[Extracted text — start]
New Delhi, Sept. 15: Activists opposing genetically-modified (GM) crops claimed today that a Union government panel had raised "serious questions" about GM-mustard under appraisal for cultivation, but labelled it as safe for human and animal consumption without receiving adequate answers.
The Coalition for a GM-free India has claimed that documents made public by the Union environment ministry suggest that a subcommittee constituted by the ministry's regulatory panel on GM products had raised serious questions then turned away meekly without any scientific or satisfactory answers.
The environment ministry had earlier this month invited public comments on the subcommittee's observations that the GM mustard developed by plant biologists at the University of Delhi is safe for human and animal consumption and does not raise public health or safety concerns. The ministry's Genetic Engineering Appraisal Committee (GEAC), the regulatory body to examine applications for release of GM products, had set up the eight-member subcommittee to examine the safety and performance dossiers of the GM mustard.
"The subcommittee made some hard observations and even hinted at additional studies required. However, there is no evidence in its report that all such questions have been answered, observations responded to, and new analysis presented," the Coalition for GM-Free India said in a statement released today.
The University of Delhi scientists have claimed that laboratory studies and field trials suggest that their GM mustard promises 25 per cent to 30 per cent higher yields than standard cultivated mustard varieties and will thus help reduce India's edible oil imports.
The Coalition said its analysis of the minutes of GEAC meetings and the subcommittee's assessment of food and environmental safety report does not explain how the subcommittee gave a clean chit to the GM mustard after raising various concerns, including issues relating to possible toxicity and impact on soil bacteria.
[Extracted text — finish]
[Extracted data — start]
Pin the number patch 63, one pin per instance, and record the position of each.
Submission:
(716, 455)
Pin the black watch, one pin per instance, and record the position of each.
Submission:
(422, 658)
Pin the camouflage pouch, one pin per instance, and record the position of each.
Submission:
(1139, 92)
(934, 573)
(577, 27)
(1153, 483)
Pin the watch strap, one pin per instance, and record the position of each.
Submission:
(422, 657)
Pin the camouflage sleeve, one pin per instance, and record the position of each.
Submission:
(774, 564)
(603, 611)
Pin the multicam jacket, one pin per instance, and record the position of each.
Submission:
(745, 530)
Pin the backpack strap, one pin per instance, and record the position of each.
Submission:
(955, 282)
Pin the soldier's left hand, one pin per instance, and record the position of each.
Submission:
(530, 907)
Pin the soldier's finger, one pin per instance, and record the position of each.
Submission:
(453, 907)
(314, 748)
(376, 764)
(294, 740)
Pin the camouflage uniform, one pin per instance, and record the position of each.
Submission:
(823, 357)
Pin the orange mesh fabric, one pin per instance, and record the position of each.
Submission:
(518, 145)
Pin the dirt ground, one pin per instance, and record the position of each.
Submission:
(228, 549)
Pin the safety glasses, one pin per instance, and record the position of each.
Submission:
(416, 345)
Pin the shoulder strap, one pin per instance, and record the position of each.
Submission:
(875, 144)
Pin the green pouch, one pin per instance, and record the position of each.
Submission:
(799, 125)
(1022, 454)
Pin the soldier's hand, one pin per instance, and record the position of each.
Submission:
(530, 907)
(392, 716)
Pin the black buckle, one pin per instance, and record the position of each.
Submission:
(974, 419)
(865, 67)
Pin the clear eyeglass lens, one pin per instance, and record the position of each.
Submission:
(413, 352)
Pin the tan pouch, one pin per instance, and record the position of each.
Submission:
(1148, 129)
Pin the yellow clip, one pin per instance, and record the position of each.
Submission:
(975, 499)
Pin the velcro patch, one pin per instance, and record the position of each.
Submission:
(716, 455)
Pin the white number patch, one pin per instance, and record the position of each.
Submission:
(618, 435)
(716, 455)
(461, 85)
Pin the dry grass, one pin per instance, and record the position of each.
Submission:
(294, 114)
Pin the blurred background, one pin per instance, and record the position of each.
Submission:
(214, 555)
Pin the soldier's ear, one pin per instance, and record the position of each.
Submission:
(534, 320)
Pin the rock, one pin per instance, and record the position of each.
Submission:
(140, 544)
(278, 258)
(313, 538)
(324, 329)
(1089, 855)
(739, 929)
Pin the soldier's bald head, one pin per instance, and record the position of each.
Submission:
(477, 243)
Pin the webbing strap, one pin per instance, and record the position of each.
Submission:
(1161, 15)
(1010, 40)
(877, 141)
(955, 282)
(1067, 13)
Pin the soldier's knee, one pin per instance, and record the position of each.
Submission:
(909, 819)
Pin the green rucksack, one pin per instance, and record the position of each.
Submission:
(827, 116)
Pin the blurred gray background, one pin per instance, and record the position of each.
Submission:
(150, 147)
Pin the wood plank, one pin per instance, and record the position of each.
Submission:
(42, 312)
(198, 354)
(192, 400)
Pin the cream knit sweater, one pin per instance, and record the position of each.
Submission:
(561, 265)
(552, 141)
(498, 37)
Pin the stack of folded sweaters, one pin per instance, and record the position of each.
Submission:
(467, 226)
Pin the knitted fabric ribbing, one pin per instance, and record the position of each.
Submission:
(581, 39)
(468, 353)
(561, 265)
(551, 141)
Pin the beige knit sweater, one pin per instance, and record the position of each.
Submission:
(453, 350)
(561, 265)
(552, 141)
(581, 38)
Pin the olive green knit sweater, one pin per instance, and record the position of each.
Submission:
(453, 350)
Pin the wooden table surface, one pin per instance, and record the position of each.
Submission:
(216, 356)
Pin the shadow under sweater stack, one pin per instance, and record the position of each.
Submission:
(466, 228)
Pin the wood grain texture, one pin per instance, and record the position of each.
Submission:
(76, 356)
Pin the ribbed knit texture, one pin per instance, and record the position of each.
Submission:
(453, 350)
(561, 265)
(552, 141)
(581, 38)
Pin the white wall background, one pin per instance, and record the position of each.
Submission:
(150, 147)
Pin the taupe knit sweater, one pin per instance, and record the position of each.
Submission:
[Extracted data — finish]
Return the full news report above on the GM mustard safety dispute word for word.

New Delhi, Sept. 15: Activists opposing genetically-modified (GM) crops claimed today that a Union government panel had raised "serious questions" about GM-mustard under appraisal for cultivation, but labelled it as safe for human and animal consumption without receiving adequate answers.
The Coalition for a GM-free India has claimed that documents made public by the Union environment ministry suggest that a subcommittee constituted by the ministry's regulatory panel on GM products had raised serious questions then turned away meekly without any scientific or satisfactory answers.
The environment ministry had earlier this month invited public comments on the subcommittee's observations that the GM mustard developed by plant biologists at the University of Delhi is safe for human and animal consumption and does not raise public health or safety concerns. The ministry's Genetic Engineering Appraisal Committee (GEAC), the regulatory body to examine applications for release of GM products, had set up the eight-member subcommittee to examine the safety and performance dossiers of the GM mustard.
"The subcommittee made some hard observations and even hinted at additional studies required. However, there is no evidence in its report that all such questions have been answered, observations responded to, and new analysis presented," the Coalition for GM-Free India said in a statement released today.
The University of Delhi scientists have claimed that laboratory studies and field trials suggest that their GM mustard promises 25 per cent to 30 per cent higher yields than standard cultivated mustard varieties and will thus help reduce India's edible oil imports.
The Coalition said its analysis of the minutes of GEAC meetings and the subcommittee's assessment of food and environmental safety report does not explain how the subcommittee gave a clean chit to the GM mustard after raising various concerns, including issues relating to possible toxicity and impact on soil bacteria.